Listing:
_ _ _ _ _ _ _

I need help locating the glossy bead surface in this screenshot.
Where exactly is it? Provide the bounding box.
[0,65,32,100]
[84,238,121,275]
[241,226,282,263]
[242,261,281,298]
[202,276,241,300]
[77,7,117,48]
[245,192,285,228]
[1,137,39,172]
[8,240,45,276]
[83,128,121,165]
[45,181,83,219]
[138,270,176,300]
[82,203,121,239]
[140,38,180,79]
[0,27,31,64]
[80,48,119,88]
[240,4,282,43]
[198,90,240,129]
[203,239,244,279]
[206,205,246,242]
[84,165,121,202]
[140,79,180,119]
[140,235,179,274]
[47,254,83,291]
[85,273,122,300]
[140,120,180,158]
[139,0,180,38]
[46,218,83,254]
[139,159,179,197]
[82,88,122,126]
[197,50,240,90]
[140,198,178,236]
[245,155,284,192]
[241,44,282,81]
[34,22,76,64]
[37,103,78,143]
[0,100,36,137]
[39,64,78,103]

_ _ _ _ _ _ _

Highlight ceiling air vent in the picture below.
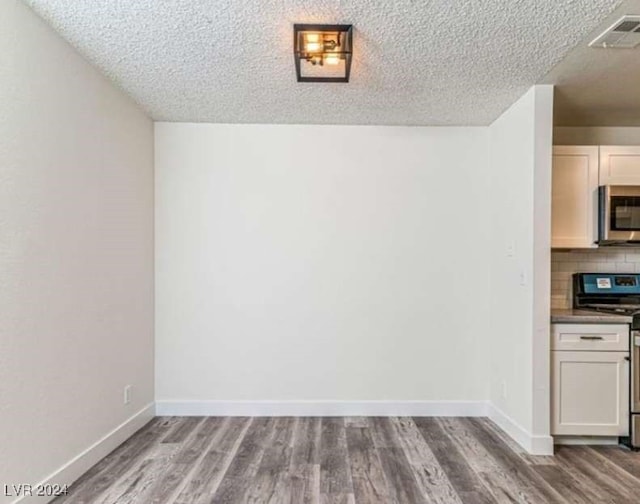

_ _ _ _ _ _ _

What to produce: Extract the lines in the records from the line with "I need help" to the line with "[39,64,78,103]", including both, and reproduce them without any change.

In response:
I need help locating the glossy bead surface in this screenshot.
Where exactly is it? Provide the bounding box.
[0,65,32,100]
[84,238,121,275]
[241,226,282,263]
[242,261,281,298]
[202,276,241,300]
[77,7,117,48]
[245,192,285,228]
[1,137,39,172]
[8,240,45,276]
[83,128,121,165]
[45,181,83,219]
[138,270,176,300]
[82,203,121,239]
[140,38,180,79]
[0,27,31,64]
[80,48,119,88]
[240,4,282,43]
[198,90,240,129]
[203,239,244,279]
[206,205,246,242]
[84,165,121,202]
[140,79,180,119]
[140,235,179,274]
[47,254,83,291]
[85,273,122,300]
[140,120,180,158]
[139,0,180,38]
[46,218,83,254]
[139,159,179,197]
[82,88,122,126]
[197,50,240,90]
[140,198,178,236]
[245,155,284,192]
[241,44,282,81]
[34,22,76,64]
[37,103,78,143]
[0,100,36,137]
[39,64,78,103]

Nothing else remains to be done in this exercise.